### Brano scelto

IL GUSTO PERDUTO: LA GASTRONOMIA STORICA DI ARNALDO CARUSO.
POICHE’ “è di moda” affermare che la cucina italiana storica non è mai esistita, che la dieta mediterranea è tutto un bluff (negando una identità che invece sarebbe necessario salvaguardare proprio per “salvare” conoscenza e materie prime da una globalizzazione selvaggia), scriverò una recensione sul libro “Il gusto perduto” che, rifacendosi all’ archeogastronomia riporta “storia e ricette dei popoli antichi”, ovviamente elaborate oggi, ma nel rispetto di una storiografia basata su importanti documenti e notazioni su alcune civiltà. Sperando che almeno l’esistenza di queste popolazioni non venga negata.
L’AUTORE, ARNALDO CARUSO, spiega che il ritrovamento di alcune tavolette babilonesi ha “aperto” una piccola finestra sulla archeogastronomia: non tanto per il materiale culinario che ci hanno lasciato Assiri, Ittiti, Egizi, Fenici e altre civiltà del Medio Oriente, quanto per la “mediazione” che invece ne hanno fatto Greci e Romani che hanno ampiamente riferito su usanze culinarie e gusti diffusi.
UNA delle Tavolette (risalenti al 1800 a.C) riporta 25 ricette di cui 21 a base di carne e 4 di verdure ovviamente compilate da scribi professionisti che volevano conservarle come “tipiche”, cotture che prevedevano già un pentolame in argilla o metallo per pietanze da bollire, ovviamente coesistendo anche cibi cotti con la fiamma e marcando tra loro queste cotture forse una differenziazione sociale. Certamente pietanze che segnavano un tratto distintivo di un regnante o della sua corte e in occasione di banchetti importanti. Ricette che accomuneranno questi popoli narrati spiegano comunque l’uso delle leguminose e delle cerealicole che non mancano mai e la perizia del pane con la scoperta casuale della lievitazione, le carni utilizzate e la loro cottura in stufati, in bolliti, in fritture ovviamente tutti speziati e con salse di accompagnamento.
STUFATO di agnello e piccione alla babilonese, con cumino e coriandolo, ma anche insalata di farro spezzato, o preparazioni culinarie che accompagnavano il defunto nell’aldilà, come il “pane di Ra” o le “spirali di Ramses” un dolce a base di latte di capra e miele che doveva piacere così tanto al faraone che ordinò che la ricetta fosse incisa sulla sua tomba. E ancora Erodoto che racconta la passione dei Persiani per il vino e per le preparazioni dolci e invece i Fenici, maestri nell’arte della pesca, della conservazione sotto sale e del commercio del pesce, con la loro “pietanza”citata persino da Catone nel “De re rustica”: una dolce e saporita puls che “assomiglia” se guardiamo bene alla nostra pastiera.

### Consegna
Trascrivi senza modifiche la parte del brano sulla gastronomia storica che comincia con "IL GUSTO PERDUTO: LA" e prosegue fino a "non venga negata.". Fai riferimento soltanto al brano.

### Elenco fornito
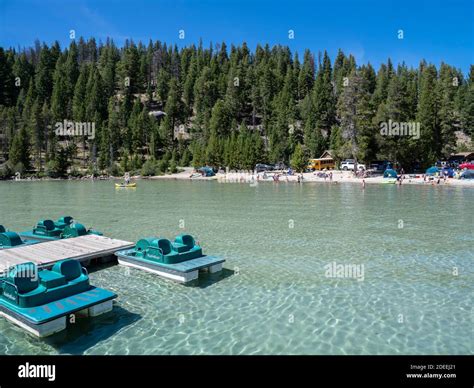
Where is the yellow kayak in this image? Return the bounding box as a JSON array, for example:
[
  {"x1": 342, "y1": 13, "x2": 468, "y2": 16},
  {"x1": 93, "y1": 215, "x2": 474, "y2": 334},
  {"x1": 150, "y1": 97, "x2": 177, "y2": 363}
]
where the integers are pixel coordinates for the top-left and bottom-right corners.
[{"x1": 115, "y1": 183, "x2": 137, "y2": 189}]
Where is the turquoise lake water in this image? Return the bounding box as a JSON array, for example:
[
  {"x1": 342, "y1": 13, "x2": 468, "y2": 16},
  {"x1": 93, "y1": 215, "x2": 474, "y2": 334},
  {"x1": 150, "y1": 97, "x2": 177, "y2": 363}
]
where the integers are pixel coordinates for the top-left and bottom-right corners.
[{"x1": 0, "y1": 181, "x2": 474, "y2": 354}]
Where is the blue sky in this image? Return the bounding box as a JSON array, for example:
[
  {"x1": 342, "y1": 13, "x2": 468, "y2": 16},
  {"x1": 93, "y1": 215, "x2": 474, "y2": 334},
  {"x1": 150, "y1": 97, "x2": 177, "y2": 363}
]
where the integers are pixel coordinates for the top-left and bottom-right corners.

### Risposta
IL GUSTO PERDUTO: LA GASTRONOMIA STORICA DI ARNALDO CARUSO.
POICHE’ “è di moda” affermare che la cucina italiana storica non è mai esistita, che la dieta mediterranea è tutto un bluff (negando una identità che invece sarebbe necessario salvaguardare proprio per “salvare” conoscenza e materie prime da una globalizzazione selvaggia), scriverò una recensione sul libro “Il gusto perduto” che, rifacendosi all’ archeogastronomia riporta “storia e ricette dei popoli antichi”, ovviamente elaborate oggi, ma nel rispetto di una storiografia basata su importanti documenti e notazioni su alcune civiltà. Sperando che almeno l’esistenza di queste popolazioni non venga negata.